▶ READING TEXT:

Predictor Coef SE Coef T P Constant 2.4765 0.7055 3.51 0.001 DIAMETER -0.7880 0.1826 -4.31 0.000 WEIGHT 0.44314 0.03633 12.20 0.000

Other statistics programs I've used, or whose output I've seen, may format things differently, but they generally stick to the same fundamental ingredients: the estimated coefficient value; the standard error of that coefficient; the T-ratio; and the p-value of that ratio. Note that there is a certain redundancy here. If I know any two of the first three items, I can figure out the third rather easily. If I know the T-ratio (and the degrees of freedom), I can get the p-value. (Going the other direction is subject to accuracy problems, since small p-values tend to be truncated).

Redundancy is not really the issue, though. What do we care about in that output? Certainly we want the coefficient, and quite possibly we want the standard error (if we are going to hand compute confidence intervals, for instance). If we care about statistical significance (and we generally should), we want to see the p-value. Since the sole reason for computing the T-ratio is to get to the p-value, I consider it a waste of space. I suspect it is a holdover from bygone days when software did not compute p-values, and users had to look up the T-ratio in tables.

Meanwhile, there is something missing from the standard output that I think really should be there: the variance inflation factors (VIFs). VIFs give you a quick diagnostic check of whether you need be concerned about multicollinearity. In a doctoral seminar on regression that I've taught in recent years, we read papers from the business and social science literature in which regression models are presented (and used to test hypotheses). The vast majority of these papers contain no indication that the authors checked for multicollinearity. In a few cases, the authors state that because the correlation matrix of the predictors exhibits no large pairwise correlations, multicollinearity is not a concern. This sense of security is entirely unfounded when there are more than two predictors, as multicollinearity can occur without any large pairwise correlations.

Perhaps if we saw VIFs every time we ran a multiple regression, we would get in the habit of spot-checking for multicollinearity. Most software will produce VIFs, but you may have to dig to find out how to get them. (In R, for instance, I have to load the "car" library to find a VIF function.) If software vendors are concerned about real estate on the screen/page, I nominate the T-ratio column as something we can sacrifice to make room for VIFs.

▶ DIRECTIONS:
List the fundamental ingredients that, according to the text on regression output, statistics programs generally include in their output. The entries have nothing to do with this task.

▶ MATERIAL PROVIDED:

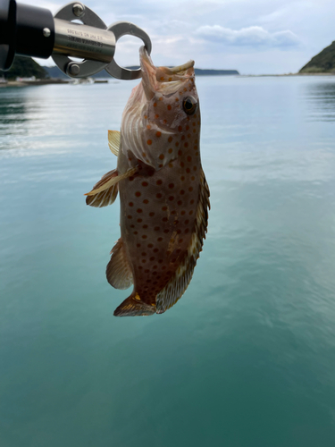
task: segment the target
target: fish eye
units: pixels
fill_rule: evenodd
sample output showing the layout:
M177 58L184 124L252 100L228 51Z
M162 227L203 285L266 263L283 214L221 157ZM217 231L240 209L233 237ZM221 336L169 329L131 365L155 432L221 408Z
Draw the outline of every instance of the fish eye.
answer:
M197 102L193 97L188 97L182 102L182 108L188 114L193 114L197 109Z

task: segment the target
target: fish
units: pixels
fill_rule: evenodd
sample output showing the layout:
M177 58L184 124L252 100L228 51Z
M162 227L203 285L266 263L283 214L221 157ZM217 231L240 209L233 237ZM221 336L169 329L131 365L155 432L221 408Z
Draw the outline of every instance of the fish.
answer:
M194 61L156 67L139 49L142 79L131 91L121 131L108 131L117 167L86 194L102 207L120 195L121 238L108 283L131 294L116 316L162 314L188 288L207 232L210 192L200 158L200 107Z

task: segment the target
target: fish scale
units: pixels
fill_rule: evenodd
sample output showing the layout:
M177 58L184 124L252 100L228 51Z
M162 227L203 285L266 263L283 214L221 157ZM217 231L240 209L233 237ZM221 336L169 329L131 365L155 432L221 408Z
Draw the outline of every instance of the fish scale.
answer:
M121 138L110 133L117 169L87 198L88 205L102 207L120 192L121 238L106 274L113 286L134 289L117 316L172 307L189 283L207 228L194 63L156 68L144 48L140 62L142 81L123 112Z

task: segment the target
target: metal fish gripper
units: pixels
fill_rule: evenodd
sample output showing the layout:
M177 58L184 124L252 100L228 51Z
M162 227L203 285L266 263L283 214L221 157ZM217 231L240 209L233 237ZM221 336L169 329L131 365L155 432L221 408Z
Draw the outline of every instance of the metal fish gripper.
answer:
M107 27L80 2L66 4L53 17L45 8L0 0L0 70L9 70L17 54L43 59L52 56L71 78L85 78L105 69L113 78L135 80L141 77L140 69L120 67L113 58L116 42L126 35L140 38L151 53L150 38L137 25L117 21Z

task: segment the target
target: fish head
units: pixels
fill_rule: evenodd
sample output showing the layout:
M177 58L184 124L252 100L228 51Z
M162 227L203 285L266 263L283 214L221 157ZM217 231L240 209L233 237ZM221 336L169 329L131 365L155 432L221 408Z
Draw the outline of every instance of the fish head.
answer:
M121 134L126 148L157 170L177 157L185 133L192 132L192 139L199 138L194 61L173 68L156 67L145 46L139 54L142 80L123 112Z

▶ TASK RESPONSE:
- The estimated coefficient value
- The standard error of that coefficient
- The T-ratio
- The p-value of that ratio